| Consigne écrite 1 |
Répondez à ces questions d'après le texte fourni.
(a) À quelle heure commence le concert du trio Utgé-Royo le dimanche 26 janvier ?
(b) Qui a réalisé le film documentaire Système K ?
(c) Chez quel éditeur est paru La Saveur des patates douces de Vicente Marti ?
| Consigne écrite 2 |
Reproduisez fidèlement le passage du texte fourni qui va de « Ouvrage coordonné par » jusqu'à « Utgé-Royo, Cristine Hudin. » inclus.

| Texte fourni |
-------------------------

Chroniques rebelles
Slogan du site
Descriptif du site
Samedi 11 janvier 2020
Écritures de la révolution et de la guerre d’Espagne. Concerts et enregistrements du Trio Utgé-Royo. Swallow de Carlo Mirabella-Davis. Système K de Renaud Barret
Article mis en ligne le 13 janvier 2020

par CP

Écritures de la révolution et de la guerre d’Espagne
Exils et migrations ibériques au XXe et XXIe siècles
, n°9-10

Ouvrage coordonné par Odette Martinez- Maler et Geneviève Dreyfus-Armand
Lecture d’extraits par Nicolas Mourer
En compagnie de Daniel Pinós, Serge Utgé-Royo, Cristine Hudin.

Le trio Utgé-Royo en concert
Samedi 25 janvier 2020 à 20 h 30 & dimanche 26 janvier à 18 h
Le Triton – 11 bis, rue du Coq français – Les Lilas (93260)
Réservations : 01 49 72 83 13 ou 06 12 25 52 85, sur le site du Triton www.letriton.com et billetteries.

Swallow
Film de Carlo Mirabella-Davis (15 janvier 2020)

Système K
Film documentaire de Renaud Barret (15 janvier 2020)

Écritures de la révolution et de la guerre d’Espagne… La révolution espagnole est certainement l’une des expériences révolutionnaires les plus importantes du XXème siècle et la réflexion qu’elle apporte n’est certainement pas achevée. Nous avons déjà parlé dans les chroniques et sur Radio Libertaire des luttes révolutionnaires espagnoles en évoquant des récits de vie de gens simples animés par l’utopie — une utopie pratique —, la nécessité de s’opposer aux fascismes de l’époque, la résistance au franquisme, et cela notamment avec trois livres : Ni l’arbre ni la pierre de Daniel Pinós (ACL), la Raison douloureuse de Federico Edo-Gargallo (Fondation Anselmo Lorenzo) et la Saveur des patates douces de Vicente Marti (ACL). Également en évoquant les films de Richard Prost, Un autre futur, Contre vents et marées, sans oublier les films de fiction réalisés en 1936 et 1937, un cinéma produit par la CNT espagnole, Nosotros Somos Asi, Nuestro Culpable, Aurora de Esperanza, Barrios Bajos… dont Richard Prost a permis la découverte en versions restaurées et sous-titrées.

-------------------------

| Liste |
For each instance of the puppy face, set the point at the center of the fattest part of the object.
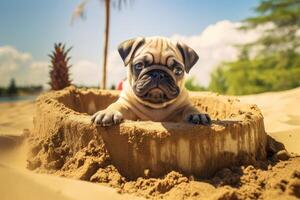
(156, 68)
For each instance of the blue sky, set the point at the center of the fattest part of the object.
(32, 26)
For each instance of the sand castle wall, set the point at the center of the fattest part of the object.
(152, 149)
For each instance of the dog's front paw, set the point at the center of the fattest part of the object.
(107, 117)
(199, 118)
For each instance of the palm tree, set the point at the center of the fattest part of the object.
(80, 12)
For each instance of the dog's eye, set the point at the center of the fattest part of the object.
(138, 66)
(178, 71)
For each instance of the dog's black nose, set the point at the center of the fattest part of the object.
(157, 75)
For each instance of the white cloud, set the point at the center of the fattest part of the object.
(85, 73)
(214, 45)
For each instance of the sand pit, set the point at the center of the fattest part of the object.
(147, 149)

-------------------------

| Résultat de l'exercice 1 |
(a) À 18 h.
(b) Renaud Barret.
(c) Chez ACL.

| Résultat de l'exercice 2 |
Ouvrage coordonné par Odette Martinez- Maler et Geneviève Dreyfus-Armand
Lecture d’extraits par Nicolas Mourer
En compagnie de Daniel Pinós, Serge Utgé-Royo, Cristine Hudin.